The Matrix : revolution : En effet, cet ultime opus est une révolution. Pourquoi ? Parce qu’on abandonne presque ce qui faisait le jouissif de la série : les connections dans la matrice, maintenant entièrement composée de smith qui laissent heureusement les zones occupées par l’Oracle désertes. On laisse tomber la religion, on part dans le nawak total avec Néo, qui dans une scène assez vénère niveau violence, fait preuve d’un don de double vue certes inattendue, mais en totale rupture de ton avec ce qui avait été présenté jusqu’à maintenant. Résultat : il se retrouve capable de bousiller les machines à distances. Et plutôt que de rappliquer dare dare à Zion pour soutenir les défenses (250000 pauvres machines… L’affaire d’une demi-heure, même pas…), il va aller bousiller des défenses infiniment plus balèze dans le but d’aller marchander avec les machines (on croit rêver, les humains étant de se faire littéralement torcher par les pieuvres). Et là, a lieu le sacrifice le plus bancal et le plus crétin que j’ai jamais vu. Si c’est pour crever, pourquoi se battre pendant une demi-heure avec Smith ? C’est juste pour dépenser du budget effet spécial. Et on a droit à la séquence numérique la plus hideuse de toute la série : le poing de Néo numérique dans la gueule numérique de Smith. J’étais littéralement mort de rire devant cette séquence naveteuse au possible, tentant de faire passer de la hargne dans une séquence déjà foireuse techniquement. Dans une mécanique foireuse au possible, Zion est sauvée, la matrice se réinitialise, et c’est reparti pour un tour.

• **Énoncé 1**: Relevez, s'il vous plaît, tous les personnages désignés par leur nom dans la critique de The Matrix : revolution.
Les enregistrements n'ont aucun rapport avec la critique.

• **Données à traiter**:
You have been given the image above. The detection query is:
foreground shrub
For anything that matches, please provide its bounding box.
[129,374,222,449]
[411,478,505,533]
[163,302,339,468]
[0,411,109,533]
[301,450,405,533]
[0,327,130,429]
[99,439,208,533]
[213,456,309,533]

• **Énoncé 2**: Mettez les lignes des enregistrements dans une liste JSON de chaînes, à raison d'une chaîne par ligne, en omettant les lignes vides.

• **Réponse complète 1**:
- Néo
- Smith
- l'Oracle

• **Réponse complète 2**:
[
  "You have been given the image above. The detection query is:",
  "foreground shrub",
  "For anything that matches, please provide its bounding box.",
  "[129,374,222,449]",
  "[411,478,505,533]",
  "[163,302,339,468]",
  "[0,411,109,533]",
  "[301,450,405,533]",
  "[0,327,130,429]",
  "[99,439,208,533]",
  "[213,456,309,533]"
]